- **What the task asks**
Pull out every line below that contains the word "jacket" and copy each one in full.

** Start of Task data **

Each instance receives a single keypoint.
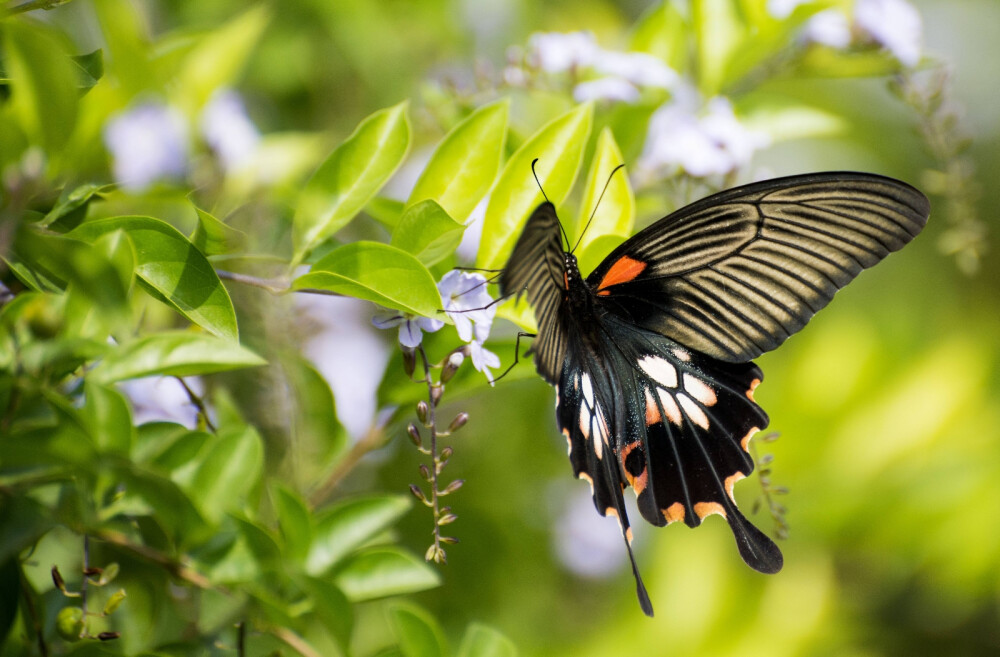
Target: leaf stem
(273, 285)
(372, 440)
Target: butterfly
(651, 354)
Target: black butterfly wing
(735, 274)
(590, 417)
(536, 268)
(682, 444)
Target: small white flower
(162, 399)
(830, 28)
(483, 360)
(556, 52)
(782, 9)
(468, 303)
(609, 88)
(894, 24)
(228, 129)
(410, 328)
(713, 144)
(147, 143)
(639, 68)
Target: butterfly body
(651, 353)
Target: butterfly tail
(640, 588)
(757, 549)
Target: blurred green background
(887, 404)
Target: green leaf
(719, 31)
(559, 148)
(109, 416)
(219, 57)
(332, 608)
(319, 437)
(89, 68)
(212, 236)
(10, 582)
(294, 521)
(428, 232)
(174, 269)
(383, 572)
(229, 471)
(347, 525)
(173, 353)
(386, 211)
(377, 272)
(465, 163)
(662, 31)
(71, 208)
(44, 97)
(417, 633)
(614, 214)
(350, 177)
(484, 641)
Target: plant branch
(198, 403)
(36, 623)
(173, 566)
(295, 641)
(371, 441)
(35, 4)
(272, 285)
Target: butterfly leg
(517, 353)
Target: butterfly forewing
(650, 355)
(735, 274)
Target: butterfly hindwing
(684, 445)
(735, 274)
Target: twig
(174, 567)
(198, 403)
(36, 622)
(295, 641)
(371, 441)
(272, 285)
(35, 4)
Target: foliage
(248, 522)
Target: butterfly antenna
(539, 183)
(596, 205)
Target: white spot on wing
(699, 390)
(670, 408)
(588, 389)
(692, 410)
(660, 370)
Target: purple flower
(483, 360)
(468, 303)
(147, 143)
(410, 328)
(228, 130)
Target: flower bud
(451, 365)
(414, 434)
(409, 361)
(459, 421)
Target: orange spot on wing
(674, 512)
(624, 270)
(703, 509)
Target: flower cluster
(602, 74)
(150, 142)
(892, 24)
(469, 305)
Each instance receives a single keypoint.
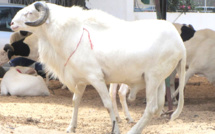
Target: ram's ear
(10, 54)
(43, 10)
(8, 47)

** End of Task data **
** Start of Task data **

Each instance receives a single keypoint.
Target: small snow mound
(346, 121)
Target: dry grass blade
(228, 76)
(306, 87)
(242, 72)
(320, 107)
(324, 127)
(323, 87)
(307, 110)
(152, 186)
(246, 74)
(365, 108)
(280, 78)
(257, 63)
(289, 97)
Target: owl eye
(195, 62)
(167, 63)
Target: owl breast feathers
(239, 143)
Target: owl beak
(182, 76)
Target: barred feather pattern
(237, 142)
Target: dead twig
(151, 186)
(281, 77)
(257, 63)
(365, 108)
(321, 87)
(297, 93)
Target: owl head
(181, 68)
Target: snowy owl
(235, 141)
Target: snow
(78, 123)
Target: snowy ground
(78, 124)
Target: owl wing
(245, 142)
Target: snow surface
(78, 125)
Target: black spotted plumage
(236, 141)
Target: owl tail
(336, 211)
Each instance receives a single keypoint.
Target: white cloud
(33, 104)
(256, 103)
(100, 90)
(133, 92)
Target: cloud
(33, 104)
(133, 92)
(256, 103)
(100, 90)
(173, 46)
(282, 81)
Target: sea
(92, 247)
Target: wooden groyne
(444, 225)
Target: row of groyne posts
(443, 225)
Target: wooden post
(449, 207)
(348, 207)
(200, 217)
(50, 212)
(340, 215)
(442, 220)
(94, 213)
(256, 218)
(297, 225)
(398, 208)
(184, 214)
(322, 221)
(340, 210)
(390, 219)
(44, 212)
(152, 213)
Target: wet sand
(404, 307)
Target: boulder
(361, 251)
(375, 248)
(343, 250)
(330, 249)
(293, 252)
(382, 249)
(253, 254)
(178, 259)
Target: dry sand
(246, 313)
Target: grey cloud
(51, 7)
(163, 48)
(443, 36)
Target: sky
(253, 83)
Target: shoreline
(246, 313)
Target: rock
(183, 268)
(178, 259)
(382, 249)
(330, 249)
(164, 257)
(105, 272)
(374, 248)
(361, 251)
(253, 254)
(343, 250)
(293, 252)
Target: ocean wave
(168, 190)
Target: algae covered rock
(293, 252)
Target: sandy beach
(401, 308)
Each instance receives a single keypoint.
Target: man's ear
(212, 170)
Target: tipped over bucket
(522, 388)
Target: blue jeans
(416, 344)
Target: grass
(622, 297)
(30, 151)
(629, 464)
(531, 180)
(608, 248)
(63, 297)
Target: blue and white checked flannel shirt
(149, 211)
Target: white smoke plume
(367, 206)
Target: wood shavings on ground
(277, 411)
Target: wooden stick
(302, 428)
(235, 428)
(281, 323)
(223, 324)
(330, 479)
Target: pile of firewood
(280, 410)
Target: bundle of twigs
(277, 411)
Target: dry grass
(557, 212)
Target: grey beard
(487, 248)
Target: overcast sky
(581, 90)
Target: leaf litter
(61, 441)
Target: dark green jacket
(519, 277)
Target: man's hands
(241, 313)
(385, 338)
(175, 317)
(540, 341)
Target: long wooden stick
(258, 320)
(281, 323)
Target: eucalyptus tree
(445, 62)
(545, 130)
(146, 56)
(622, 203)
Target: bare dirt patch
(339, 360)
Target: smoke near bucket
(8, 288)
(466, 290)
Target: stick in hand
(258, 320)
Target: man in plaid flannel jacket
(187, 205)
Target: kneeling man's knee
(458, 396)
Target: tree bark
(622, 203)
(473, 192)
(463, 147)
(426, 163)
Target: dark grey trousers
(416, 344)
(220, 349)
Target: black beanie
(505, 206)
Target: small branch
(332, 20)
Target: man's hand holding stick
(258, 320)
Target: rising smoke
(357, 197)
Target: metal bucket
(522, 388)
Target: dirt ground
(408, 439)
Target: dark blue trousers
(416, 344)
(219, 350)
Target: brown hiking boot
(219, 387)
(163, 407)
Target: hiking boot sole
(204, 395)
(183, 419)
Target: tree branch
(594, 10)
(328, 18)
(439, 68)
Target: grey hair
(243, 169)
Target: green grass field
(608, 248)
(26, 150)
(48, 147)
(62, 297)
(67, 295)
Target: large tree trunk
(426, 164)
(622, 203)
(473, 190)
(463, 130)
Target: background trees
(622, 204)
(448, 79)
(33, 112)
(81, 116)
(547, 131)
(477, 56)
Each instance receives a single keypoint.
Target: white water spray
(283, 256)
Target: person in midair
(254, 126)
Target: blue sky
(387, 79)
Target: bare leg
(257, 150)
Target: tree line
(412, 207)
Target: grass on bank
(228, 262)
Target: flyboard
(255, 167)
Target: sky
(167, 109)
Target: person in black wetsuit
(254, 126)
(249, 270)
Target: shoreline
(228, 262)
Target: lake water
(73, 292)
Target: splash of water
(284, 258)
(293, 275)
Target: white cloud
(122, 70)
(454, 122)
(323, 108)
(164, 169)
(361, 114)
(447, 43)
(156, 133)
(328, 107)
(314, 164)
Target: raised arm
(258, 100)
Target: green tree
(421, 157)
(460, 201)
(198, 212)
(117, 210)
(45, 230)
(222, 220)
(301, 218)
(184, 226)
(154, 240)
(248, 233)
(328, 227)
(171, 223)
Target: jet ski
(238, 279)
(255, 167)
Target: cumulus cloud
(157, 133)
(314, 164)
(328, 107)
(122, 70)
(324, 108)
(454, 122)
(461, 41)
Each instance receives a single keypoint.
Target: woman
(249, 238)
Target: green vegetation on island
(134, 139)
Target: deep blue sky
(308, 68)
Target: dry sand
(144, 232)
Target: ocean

** End of Task data **

- **Exercise solution**
Target: dark green jacket
Target: man in plaid flannel jacket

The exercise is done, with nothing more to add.